── Excerpt to read ──

(LaRochelle, France)

Oct 8 & 9, 1918

Dear Father:

Glad to know you are all well. I have been in the hospital; just got out Saturday. Am feeling pretty fair but not real good yet. I had a little touch of the "grip". We don't have any winter here. I guess just icy rain, mud, and say, dark nights! I don't believe it gets this dark in the states.

Whoa! The band's going good-bye tonight (Oct 9th). We had a concert last night. It's pretty nice to have music in a rough and tumble life like this. Well, this is just after supper. I hid about a quart of pork and beans, and two light biscuits, two slices of bread and all the Karo I wanted, and a big cup of coffee. So you see, I'm not liable to starve soon, ha! No, I'm feeling fine tonight.

Tell Bill to go to it. If he has to be a cook, be a good one and learn the business. Tell Homer he will land right with me if he isn't right careful. He is on my trail right now, ha! He chose the Engineers when he sent in his questionnaire and if there's anything the Engineers can't do, I don't know what it is. There isn't many things they don't get a trial at. It's a changeable job life. Just the kind of a life for Grover Chitwood. Ha! Ha! He always liked to change jobs every few days.

───
── Data supplied ──

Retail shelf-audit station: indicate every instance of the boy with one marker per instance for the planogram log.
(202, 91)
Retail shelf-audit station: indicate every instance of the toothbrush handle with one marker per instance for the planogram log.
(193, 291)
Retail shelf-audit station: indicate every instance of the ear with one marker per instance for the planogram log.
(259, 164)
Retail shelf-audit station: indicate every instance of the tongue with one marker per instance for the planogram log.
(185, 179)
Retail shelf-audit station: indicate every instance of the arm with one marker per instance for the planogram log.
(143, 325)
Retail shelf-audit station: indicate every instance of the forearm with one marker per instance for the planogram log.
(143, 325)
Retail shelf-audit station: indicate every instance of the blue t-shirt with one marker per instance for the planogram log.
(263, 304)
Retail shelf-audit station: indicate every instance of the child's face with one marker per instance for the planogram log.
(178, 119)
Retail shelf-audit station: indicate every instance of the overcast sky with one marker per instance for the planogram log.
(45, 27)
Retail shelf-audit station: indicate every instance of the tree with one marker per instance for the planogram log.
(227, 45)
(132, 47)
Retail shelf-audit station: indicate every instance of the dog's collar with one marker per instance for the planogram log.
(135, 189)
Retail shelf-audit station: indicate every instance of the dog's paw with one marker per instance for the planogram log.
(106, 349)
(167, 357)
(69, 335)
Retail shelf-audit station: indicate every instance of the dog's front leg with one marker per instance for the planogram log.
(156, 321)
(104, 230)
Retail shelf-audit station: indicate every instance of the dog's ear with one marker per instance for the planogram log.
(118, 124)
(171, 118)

───

**What to do**
Write out the passage of the 1918 letter from France that lies between "Whoa! The band's" and "every few days.", inclusive.

**Written reply**
Whoa! The band's going good-bye tonight (Oct 9th). We had a concert last night. It's pretty nice to have music in a rough and tumble life like this. Well, this is just after supper. I hid about a quart of pork and beans, and two light biscuits, two slices of bread and all the Karo I wanted, and a big cup of coffee. So you see, I'm not liable to starve soon, ha! No, I'm feeling fine tonight.

Tell Bill to go to it. If he has to be a cook, be a good one and learn the business. Tell Homer he will land right with me if he isn't right careful. He is on my trail right now, ha! He chose the Engineers when he sent in his questionnaire and if there's anything the Engineers can't do, I don't know what it is. There isn't many things they don't get a trial at. It's a changeable job life. Just the kind of a life for Grover Chitwood. Ha! Ha! He always liked to change jobs every few days.